(Dataset entries)
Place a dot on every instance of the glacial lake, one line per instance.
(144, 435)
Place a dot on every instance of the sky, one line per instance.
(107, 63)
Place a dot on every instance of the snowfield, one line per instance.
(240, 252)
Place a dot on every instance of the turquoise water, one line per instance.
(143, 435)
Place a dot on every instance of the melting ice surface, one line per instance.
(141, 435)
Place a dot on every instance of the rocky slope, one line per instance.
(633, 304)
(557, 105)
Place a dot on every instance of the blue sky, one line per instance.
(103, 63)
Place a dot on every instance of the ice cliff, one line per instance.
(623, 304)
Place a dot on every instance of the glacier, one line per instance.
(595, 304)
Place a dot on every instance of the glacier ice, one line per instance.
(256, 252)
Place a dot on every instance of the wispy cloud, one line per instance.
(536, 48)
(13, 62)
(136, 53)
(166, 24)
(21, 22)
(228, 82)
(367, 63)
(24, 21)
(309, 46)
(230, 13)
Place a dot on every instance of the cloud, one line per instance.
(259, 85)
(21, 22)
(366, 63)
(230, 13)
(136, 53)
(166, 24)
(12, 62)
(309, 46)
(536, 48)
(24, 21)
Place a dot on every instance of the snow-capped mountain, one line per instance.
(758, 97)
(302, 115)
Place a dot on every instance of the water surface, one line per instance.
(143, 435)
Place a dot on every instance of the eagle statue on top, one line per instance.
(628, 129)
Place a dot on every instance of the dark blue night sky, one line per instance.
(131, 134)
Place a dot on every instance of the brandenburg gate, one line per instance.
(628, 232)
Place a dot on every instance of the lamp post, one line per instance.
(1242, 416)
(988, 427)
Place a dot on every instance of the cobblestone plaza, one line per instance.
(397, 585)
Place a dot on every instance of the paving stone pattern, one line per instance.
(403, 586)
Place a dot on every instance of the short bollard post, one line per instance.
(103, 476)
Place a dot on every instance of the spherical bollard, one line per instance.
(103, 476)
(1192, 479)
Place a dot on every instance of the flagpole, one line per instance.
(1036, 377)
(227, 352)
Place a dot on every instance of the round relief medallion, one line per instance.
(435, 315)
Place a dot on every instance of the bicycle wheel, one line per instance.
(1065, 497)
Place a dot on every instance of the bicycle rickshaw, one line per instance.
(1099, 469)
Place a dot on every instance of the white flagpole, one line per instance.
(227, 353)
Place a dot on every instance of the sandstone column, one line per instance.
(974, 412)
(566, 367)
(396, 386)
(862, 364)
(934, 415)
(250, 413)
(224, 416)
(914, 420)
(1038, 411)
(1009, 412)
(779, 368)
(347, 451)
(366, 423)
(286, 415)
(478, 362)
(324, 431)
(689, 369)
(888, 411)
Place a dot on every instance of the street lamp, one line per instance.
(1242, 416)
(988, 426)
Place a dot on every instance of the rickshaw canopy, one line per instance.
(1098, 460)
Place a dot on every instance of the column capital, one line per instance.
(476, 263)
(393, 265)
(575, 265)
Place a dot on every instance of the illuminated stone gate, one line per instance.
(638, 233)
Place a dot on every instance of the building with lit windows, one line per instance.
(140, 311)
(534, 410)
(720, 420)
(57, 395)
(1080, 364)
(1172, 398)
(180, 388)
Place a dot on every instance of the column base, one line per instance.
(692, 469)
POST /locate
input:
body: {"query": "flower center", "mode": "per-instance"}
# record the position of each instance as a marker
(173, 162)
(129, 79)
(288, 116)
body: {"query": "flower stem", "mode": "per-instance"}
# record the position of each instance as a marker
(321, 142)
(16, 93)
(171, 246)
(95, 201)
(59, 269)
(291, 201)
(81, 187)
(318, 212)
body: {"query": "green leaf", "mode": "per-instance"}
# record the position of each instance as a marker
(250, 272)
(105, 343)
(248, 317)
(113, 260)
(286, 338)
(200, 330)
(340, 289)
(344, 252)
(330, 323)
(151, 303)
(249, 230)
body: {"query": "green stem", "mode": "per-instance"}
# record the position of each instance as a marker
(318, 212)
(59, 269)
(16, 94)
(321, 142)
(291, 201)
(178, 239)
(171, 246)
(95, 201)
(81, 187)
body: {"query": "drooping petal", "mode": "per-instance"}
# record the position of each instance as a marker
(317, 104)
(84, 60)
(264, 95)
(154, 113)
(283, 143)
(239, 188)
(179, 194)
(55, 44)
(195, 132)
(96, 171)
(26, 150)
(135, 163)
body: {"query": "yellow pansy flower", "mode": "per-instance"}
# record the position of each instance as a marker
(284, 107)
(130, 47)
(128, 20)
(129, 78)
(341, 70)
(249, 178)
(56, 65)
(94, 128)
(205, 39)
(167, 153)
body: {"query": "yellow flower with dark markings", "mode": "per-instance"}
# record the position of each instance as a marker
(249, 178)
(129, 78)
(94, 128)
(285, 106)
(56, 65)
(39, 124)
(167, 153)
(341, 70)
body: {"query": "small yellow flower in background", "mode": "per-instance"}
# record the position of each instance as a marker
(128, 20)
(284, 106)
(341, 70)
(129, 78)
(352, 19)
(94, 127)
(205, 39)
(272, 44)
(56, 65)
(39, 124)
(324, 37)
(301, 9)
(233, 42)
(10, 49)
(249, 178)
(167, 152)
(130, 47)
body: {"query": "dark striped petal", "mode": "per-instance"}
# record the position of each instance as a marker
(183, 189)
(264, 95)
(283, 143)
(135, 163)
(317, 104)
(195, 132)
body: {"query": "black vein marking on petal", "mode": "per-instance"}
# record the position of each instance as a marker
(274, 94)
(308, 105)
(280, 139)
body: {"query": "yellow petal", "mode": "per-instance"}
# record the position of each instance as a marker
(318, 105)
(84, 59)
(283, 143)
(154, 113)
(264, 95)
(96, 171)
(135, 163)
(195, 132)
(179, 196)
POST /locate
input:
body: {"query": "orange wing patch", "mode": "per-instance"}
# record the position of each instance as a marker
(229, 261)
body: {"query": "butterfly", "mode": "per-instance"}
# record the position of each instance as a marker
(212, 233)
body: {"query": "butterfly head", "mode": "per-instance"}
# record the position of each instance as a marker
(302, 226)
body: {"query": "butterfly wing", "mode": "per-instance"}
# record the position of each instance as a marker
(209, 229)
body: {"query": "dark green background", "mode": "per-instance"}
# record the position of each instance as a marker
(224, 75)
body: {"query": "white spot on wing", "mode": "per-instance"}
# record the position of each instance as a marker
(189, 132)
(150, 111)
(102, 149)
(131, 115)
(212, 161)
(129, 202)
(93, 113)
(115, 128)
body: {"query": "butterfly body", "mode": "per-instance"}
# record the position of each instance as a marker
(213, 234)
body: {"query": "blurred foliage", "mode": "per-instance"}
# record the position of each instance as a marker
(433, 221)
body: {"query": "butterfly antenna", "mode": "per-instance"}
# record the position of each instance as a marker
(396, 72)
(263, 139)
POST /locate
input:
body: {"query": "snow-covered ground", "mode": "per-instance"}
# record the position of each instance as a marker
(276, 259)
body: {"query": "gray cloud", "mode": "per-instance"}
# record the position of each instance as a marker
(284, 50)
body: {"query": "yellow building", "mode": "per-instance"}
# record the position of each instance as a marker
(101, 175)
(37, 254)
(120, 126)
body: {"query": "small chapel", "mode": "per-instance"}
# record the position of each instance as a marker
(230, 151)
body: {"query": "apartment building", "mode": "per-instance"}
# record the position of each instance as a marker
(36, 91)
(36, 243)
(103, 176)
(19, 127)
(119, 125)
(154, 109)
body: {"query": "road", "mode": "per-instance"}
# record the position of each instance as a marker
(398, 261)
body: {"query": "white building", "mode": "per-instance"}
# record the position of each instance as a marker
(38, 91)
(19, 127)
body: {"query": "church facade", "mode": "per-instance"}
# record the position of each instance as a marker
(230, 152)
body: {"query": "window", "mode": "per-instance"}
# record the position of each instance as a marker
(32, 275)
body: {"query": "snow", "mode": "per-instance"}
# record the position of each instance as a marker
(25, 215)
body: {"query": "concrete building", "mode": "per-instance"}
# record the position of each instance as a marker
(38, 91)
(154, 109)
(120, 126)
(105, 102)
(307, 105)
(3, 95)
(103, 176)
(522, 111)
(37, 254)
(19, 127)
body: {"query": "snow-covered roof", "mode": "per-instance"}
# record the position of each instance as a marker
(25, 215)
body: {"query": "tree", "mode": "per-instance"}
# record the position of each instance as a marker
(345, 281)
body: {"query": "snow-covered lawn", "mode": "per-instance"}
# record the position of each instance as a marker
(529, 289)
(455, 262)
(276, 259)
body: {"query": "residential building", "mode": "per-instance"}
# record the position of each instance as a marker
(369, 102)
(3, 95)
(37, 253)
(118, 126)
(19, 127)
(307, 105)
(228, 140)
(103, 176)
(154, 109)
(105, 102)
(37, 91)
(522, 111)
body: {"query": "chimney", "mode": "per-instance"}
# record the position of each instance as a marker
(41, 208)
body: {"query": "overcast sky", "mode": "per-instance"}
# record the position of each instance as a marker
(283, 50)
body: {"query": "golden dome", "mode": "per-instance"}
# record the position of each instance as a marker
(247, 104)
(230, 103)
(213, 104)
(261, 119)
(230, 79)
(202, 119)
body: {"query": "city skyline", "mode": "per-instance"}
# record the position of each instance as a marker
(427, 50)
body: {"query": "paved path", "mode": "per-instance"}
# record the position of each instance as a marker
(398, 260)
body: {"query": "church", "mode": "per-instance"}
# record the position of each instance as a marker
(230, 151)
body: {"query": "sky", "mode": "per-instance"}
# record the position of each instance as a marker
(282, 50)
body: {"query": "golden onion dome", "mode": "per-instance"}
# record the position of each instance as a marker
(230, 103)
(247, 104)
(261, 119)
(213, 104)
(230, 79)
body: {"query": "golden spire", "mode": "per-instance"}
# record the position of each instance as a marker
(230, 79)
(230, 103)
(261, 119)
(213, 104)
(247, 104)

◆ GOAL ◆
Count the lines of the material that contain the string "green", and give only that number.

◆ TASK OUTPUT ◆
3